Work to complete
1. Answer these questions using the article on fatteh:
(a) What sits in the bottom layer of the dish?
(b) Which ingredient do the authors call a less traditional addition?
(c) How do they recommend preparing the chickpeas for the best-tasting result?
2. Return everything in the article on fatteh from "Fatteh is a" down to "in your mouth.", copied word for word.
3. Resume the article on fatteh after its final sentence, writing on in the same style.

Article
Fatteh is a popular breakfast, lunch and dinner dish served a little differently across the Levant. It can be prepared in one large platter to share immediately or can be served build-your-own style. We love the freshness of this dish and customizability to individual taste!

This dish features a layer of crunchy toasted pita bread followed by a layer of creamy chickpeas, then tangy mint yogurt and finely a layer of tender flavorful strip loin beef. We like to finish off the fatteh with toasted pin nuts for depth of flavor, some pomegranate seeds for pops of freshness in your mouth and a sprinkle of minced parsley. The final result is a harmonious marriage of textures and flavors that absolutely explode in your mouth. 

Our addition of mint to our fatteh dishes is less traditional but we love the flavor combination and added freshness so it’s become standard in our house.

If you’re short on time or only have canned chickpeas, they will do the trick. But to get the best tasting fatteh we highly recommend cooking chickpeas from dry rather than using canned. This will result in a much creamier chickpea. Happy Cooking!

 

 

Fatteh {فتّة}

This traditional levant dish features a layer of crunchy toasted pita bread followed by a layer of creamy chickpeas, then tangy mint yogurt and finely a layer of tender flavorful strip loin beef. We like to finish it with toasted pin nuts for depth of flavor, some pomegranate seeds for pops of freshness in your mouth and a sprinkle of minced parsley.

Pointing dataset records

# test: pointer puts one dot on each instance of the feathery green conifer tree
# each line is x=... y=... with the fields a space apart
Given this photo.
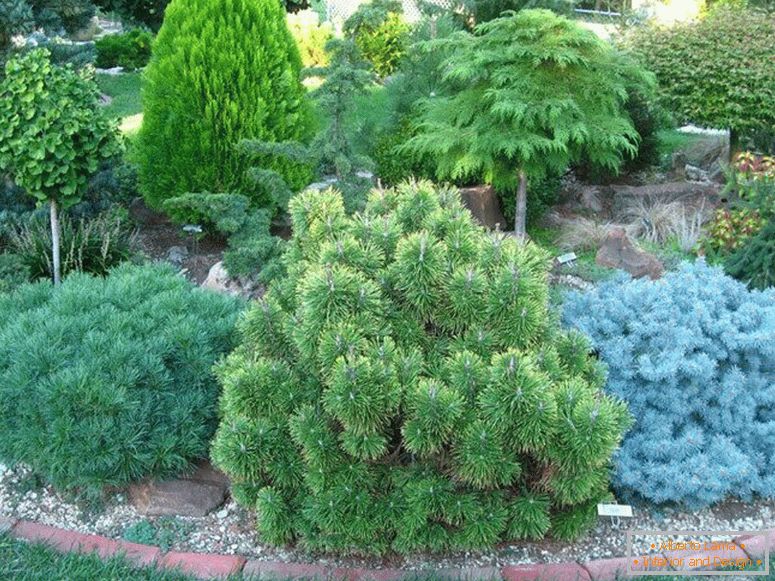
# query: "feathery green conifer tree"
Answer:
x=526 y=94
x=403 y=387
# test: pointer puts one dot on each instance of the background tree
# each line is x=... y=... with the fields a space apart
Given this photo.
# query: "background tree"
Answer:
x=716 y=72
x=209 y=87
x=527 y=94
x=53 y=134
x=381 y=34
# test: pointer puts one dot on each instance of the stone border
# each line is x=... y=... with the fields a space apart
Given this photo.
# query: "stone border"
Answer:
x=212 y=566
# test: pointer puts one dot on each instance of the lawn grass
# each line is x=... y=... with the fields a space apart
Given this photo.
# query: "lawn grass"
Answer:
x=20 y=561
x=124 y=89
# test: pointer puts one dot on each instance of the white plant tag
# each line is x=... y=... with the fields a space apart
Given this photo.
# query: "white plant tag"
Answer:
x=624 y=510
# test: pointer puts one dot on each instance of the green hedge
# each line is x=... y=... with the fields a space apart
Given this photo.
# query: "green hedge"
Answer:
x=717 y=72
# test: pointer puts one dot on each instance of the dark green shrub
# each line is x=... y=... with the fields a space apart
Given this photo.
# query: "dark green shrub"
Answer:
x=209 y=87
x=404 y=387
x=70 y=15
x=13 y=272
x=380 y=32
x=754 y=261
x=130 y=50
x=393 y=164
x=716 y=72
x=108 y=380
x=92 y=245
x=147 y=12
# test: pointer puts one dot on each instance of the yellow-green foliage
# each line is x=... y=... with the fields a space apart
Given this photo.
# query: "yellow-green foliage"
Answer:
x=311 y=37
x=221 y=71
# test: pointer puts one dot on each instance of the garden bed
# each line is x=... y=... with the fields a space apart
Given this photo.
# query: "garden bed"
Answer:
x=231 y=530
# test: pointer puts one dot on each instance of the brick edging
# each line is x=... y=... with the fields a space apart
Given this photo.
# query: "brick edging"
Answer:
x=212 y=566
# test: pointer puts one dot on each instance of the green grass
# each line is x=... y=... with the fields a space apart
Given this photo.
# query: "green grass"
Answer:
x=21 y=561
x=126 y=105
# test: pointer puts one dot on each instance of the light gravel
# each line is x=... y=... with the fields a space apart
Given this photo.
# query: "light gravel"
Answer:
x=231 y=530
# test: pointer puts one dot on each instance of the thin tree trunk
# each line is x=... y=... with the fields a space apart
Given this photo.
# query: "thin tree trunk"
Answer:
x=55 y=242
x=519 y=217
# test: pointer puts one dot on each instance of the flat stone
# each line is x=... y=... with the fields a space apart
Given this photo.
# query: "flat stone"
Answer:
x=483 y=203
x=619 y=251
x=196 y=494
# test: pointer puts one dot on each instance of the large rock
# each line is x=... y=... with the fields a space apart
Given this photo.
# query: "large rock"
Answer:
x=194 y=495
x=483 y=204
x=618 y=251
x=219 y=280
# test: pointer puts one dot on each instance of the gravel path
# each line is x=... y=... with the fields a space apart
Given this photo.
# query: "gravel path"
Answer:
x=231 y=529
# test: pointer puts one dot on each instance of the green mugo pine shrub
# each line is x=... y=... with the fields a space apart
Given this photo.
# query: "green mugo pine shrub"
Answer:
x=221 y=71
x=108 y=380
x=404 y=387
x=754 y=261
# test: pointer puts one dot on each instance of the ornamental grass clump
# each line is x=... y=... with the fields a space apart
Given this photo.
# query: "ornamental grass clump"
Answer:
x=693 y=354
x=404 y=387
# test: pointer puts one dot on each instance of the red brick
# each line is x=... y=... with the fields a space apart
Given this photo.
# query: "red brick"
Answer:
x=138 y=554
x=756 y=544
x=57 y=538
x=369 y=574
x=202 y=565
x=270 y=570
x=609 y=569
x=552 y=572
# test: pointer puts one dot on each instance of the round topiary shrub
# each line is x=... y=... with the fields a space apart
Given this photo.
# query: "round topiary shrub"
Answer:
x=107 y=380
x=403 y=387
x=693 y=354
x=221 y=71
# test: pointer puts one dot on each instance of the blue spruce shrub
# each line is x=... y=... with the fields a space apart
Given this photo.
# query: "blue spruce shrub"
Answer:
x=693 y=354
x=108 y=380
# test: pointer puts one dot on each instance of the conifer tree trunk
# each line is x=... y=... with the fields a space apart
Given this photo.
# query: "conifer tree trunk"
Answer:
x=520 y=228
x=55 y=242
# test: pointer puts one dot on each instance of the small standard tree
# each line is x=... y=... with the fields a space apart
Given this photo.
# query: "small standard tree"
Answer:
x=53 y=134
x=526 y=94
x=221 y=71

The responses
1.
(a) Crunchy toasted pita bread.
(b) Mint.
(c) Cooking them from dry rather than using canned.

2.
Fatteh is a popular breakfast, lunch and dinner dish served a little differently across the Levant. It can be prepared in one large platter to share immediately or can be served build-your-own style. We love the freshness of this dish and customizability to individual taste!

This dish features a layer of crunchy toasted pita bread followed by a layer of creamy chickpeas, then tangy mint yogurt and finely a layer of tender flavorful strip loin beef. We like to finish off the fatteh with toasted pin nuts for depth of flavor, some pomegranate seeds for pops of freshness in your mouth and a sprinkle of minced parsley. The final result is a harmonious marriage of textures and flavors that absolutely explode in your mouth.

3.
Prep Time 10 minutes
Cook Time 8 minutes
Assembly Time 5 minutes
Servings 4 servings

Ingredients
  

  • 3 1/2 cups chickpeas fresh or canned
  • 1 cup water
  • 2 1/2 cups yogurt
  • 1/2 cup raw pine nuts
  • 1/4 cup butter
  • 5 tsp mint
  • 2 tbsp tahini
  • 1/2 lb Strip loin beef Finely chopped
  • 2 tsp 7 spice
  • 3 cloves minced garlic
  • 1.5 – 2 medium pitas split and toasted
  • 1/2 cup pomegranate seeds
  • 1/2 cup parsley finely chopped
  • salt to taste

Instructions
 

Pita Bread

  • Toast pita bread until golden; once cooled, break into smaller pieces and set aside. TIP: If you'd like a uniform pieces of pita, cut before toasting. You can also fry the bread if that's your preference.

Yogurt

  • In a bowl mix yogurt, 2 cloves of minced garlic , tahini, 3 tsp mint and salt until combined; set a side.

Chickpeas

  • In a pot add cooked chickpeas, 3 cloves minced garlic, salt, water, 3 tsp mint; heat on medium until warmed through.

Meat

  • In a frying pan on medium high heat add oil, meat, 7 spice and salt. pan fry until meat is cooked through.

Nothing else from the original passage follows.